** Opening Input data block **
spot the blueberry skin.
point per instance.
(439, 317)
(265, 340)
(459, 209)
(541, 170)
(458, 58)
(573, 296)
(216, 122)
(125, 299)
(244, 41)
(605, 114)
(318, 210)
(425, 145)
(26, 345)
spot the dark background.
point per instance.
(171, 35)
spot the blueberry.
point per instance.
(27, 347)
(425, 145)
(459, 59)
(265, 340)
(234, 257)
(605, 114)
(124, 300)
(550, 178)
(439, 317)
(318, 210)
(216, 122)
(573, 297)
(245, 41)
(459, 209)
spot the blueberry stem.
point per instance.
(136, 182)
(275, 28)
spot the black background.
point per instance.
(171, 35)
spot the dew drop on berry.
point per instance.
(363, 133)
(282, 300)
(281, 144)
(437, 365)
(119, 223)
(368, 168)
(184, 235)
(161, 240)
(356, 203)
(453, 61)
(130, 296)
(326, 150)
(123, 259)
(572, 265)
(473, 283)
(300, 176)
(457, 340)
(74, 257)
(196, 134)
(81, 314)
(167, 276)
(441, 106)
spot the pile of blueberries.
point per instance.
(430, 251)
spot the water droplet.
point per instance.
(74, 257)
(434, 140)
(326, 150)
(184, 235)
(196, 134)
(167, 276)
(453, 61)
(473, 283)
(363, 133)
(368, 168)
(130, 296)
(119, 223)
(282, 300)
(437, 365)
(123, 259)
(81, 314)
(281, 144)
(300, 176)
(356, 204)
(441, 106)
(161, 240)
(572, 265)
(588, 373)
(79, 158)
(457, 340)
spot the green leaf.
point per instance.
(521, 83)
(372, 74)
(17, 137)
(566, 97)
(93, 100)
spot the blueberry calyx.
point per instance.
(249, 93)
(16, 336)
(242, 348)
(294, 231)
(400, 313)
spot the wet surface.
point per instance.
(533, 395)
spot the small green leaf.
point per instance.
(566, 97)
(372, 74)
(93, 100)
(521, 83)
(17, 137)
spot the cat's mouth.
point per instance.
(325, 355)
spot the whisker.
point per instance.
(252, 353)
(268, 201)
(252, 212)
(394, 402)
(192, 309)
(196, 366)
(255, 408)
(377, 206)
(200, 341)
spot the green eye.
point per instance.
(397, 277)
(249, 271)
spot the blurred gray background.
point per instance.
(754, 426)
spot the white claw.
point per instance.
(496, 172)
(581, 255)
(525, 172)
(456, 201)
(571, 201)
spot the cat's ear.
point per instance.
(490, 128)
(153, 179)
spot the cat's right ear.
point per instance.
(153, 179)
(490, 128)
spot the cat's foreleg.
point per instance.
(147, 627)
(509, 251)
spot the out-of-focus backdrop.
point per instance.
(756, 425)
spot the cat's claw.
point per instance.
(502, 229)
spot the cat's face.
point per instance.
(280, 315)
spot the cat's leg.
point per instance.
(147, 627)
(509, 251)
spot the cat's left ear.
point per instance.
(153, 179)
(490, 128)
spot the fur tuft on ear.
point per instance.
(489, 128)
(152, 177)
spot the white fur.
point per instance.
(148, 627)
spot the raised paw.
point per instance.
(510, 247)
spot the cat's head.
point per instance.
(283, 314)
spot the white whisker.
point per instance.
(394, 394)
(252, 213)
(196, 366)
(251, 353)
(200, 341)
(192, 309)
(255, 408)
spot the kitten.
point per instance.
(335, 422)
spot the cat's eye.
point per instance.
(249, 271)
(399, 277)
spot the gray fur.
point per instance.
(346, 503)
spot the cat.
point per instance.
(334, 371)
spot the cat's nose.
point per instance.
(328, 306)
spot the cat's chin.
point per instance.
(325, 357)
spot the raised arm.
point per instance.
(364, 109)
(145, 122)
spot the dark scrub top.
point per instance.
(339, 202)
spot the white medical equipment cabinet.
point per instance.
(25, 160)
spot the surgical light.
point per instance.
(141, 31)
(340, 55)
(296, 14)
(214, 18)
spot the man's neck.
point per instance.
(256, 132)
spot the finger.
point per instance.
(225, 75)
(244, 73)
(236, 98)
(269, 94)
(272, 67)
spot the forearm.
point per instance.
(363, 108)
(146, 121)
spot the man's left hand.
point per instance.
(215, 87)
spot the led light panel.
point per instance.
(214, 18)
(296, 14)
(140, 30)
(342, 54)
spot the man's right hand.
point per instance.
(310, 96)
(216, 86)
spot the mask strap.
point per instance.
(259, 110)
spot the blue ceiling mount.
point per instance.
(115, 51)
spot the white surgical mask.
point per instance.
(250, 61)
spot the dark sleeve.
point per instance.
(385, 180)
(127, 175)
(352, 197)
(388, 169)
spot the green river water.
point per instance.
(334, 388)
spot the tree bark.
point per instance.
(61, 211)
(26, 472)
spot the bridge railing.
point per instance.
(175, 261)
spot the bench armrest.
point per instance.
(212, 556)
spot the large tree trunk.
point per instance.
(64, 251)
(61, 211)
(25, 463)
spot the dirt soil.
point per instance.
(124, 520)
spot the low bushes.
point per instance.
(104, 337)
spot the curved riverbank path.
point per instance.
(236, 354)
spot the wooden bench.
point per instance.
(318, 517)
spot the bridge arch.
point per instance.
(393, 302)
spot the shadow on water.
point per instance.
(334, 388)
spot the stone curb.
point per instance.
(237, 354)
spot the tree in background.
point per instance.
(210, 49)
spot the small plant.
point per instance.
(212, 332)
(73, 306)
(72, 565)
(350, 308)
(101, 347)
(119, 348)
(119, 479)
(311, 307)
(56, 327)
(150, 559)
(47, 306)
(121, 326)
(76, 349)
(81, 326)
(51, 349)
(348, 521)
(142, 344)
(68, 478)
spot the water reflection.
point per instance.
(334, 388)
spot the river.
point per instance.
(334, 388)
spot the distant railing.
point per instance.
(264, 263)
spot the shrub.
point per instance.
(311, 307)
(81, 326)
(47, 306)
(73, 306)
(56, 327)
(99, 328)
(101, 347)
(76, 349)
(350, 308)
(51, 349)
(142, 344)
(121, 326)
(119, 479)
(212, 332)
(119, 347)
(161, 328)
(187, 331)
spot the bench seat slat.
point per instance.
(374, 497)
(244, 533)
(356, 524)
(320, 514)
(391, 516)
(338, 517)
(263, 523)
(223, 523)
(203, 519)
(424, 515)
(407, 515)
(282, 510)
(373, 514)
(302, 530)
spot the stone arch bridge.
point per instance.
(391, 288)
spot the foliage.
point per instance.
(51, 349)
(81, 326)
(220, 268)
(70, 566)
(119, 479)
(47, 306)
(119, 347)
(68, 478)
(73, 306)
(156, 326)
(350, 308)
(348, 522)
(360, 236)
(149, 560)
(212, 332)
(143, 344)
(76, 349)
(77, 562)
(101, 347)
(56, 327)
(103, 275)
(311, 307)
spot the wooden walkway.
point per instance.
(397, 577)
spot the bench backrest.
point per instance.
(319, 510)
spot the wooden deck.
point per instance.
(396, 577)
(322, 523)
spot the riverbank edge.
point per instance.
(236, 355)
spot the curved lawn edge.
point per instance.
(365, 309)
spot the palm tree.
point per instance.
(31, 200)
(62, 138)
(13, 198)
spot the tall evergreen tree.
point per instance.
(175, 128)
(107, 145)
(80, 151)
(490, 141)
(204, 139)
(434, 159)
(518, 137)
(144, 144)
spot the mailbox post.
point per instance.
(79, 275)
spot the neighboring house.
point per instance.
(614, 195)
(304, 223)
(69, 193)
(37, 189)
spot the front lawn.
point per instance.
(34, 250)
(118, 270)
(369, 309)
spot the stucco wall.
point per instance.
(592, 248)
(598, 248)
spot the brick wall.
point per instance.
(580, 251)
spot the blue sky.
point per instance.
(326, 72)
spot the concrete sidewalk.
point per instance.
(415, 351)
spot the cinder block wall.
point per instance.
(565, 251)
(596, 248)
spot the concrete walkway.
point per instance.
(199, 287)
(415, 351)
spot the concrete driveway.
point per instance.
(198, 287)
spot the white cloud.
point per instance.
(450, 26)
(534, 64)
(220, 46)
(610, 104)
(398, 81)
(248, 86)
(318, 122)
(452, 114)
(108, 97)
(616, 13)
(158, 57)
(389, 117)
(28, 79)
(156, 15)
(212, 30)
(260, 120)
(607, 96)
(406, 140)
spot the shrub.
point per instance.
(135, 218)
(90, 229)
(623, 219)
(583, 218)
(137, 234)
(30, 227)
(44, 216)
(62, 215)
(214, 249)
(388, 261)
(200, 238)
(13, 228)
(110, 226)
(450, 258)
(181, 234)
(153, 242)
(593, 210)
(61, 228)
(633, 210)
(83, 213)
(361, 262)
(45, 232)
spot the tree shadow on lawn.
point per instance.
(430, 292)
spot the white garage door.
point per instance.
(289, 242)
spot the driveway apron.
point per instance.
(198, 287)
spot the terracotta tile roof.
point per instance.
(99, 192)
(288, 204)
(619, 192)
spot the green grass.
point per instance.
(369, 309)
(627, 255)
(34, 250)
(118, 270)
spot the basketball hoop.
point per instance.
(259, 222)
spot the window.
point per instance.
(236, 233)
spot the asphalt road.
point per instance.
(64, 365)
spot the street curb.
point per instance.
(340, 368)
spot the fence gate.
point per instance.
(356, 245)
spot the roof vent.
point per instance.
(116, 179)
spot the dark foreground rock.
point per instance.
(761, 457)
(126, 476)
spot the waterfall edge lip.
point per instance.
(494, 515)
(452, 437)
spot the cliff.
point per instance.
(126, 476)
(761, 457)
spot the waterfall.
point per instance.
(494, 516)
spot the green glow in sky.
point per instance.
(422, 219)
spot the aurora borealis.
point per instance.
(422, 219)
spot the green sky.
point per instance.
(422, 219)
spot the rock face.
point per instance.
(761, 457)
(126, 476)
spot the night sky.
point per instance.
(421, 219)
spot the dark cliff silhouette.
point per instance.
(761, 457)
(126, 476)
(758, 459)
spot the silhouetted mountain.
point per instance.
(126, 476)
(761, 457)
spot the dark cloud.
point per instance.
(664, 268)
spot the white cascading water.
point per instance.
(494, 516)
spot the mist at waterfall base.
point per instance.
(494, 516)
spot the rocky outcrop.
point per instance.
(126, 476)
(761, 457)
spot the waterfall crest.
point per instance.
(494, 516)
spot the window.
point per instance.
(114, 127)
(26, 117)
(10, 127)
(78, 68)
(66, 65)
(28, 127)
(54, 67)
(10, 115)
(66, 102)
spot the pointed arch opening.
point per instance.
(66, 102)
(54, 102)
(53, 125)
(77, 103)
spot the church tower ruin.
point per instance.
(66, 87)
** Closing Input data block **
Give back the records above exactly, limited to the lines between the one holding "spot the low bushes." and the one holding "spot the curved lawn edge.", inclusive.

spot the low bushes.
point per instance.
(104, 337)
spot the curved riverbank path.
point per instance.
(236, 354)
spot the wooden bench.
point per instance.
(318, 517)
spot the bridge arch.
point per instance.
(393, 302)
spot the shadow on water.
point per instance.
(334, 388)
spot the stone curb.
point per instance.
(237, 354)
spot the tree in background.
point per instance.
(210, 49)
spot the small plant.
point per instance.
(212, 332)
(73, 306)
(72, 565)
(350, 308)
(101, 347)
(119, 348)
(119, 479)
(311, 307)
(56, 327)
(150, 559)
(47, 306)
(121, 326)
(76, 349)
(81, 326)
(51, 349)
(348, 521)
(142, 344)
(68, 478)
spot the water reflection.
point per instance.
(334, 388)
spot the river.
point per instance.
(334, 388)
spot the distant railing.
point per instance.
(264, 263)
spot the shrub.
point per instance.
(311, 307)
(81, 326)
(47, 306)
(73, 306)
(56, 327)
(99, 328)
(101, 347)
(76, 349)
(350, 308)
(51, 349)
(142, 344)
(121, 326)
(119, 479)
(212, 332)
(119, 347)
(161, 328)
(187, 331)
spot the bench seat slat.
point per instance.
(374, 497)
(244, 533)
(356, 524)
(320, 514)
(391, 516)
(338, 517)
(263, 523)
(223, 523)
(203, 519)
(424, 515)
(407, 515)
(282, 510)
(373, 514)
(302, 530)
spot the stone arch bridge.
point per instance.
(391, 288)
spot the foliage.
point per instance.
(51, 349)
(81, 326)
(220, 268)
(70, 566)
(119, 479)
(47, 306)
(119, 347)
(68, 478)
(73, 306)
(156, 326)
(350, 308)
(348, 522)
(360, 236)
(149, 560)
(212, 332)
(143, 344)
(76, 349)
(77, 562)
(101, 347)
(56, 327)
(103, 275)
(311, 307)
spot the wooden walkway.
point per instance.
(397, 577)
spot the bench backrest.
point per instance.
(319, 510)
spot the wooden deck.
point per instance.
(396, 577)
(322, 523)
spot the riverbank edge.
point per instance.
(236, 355)
spot the curved lawn edge.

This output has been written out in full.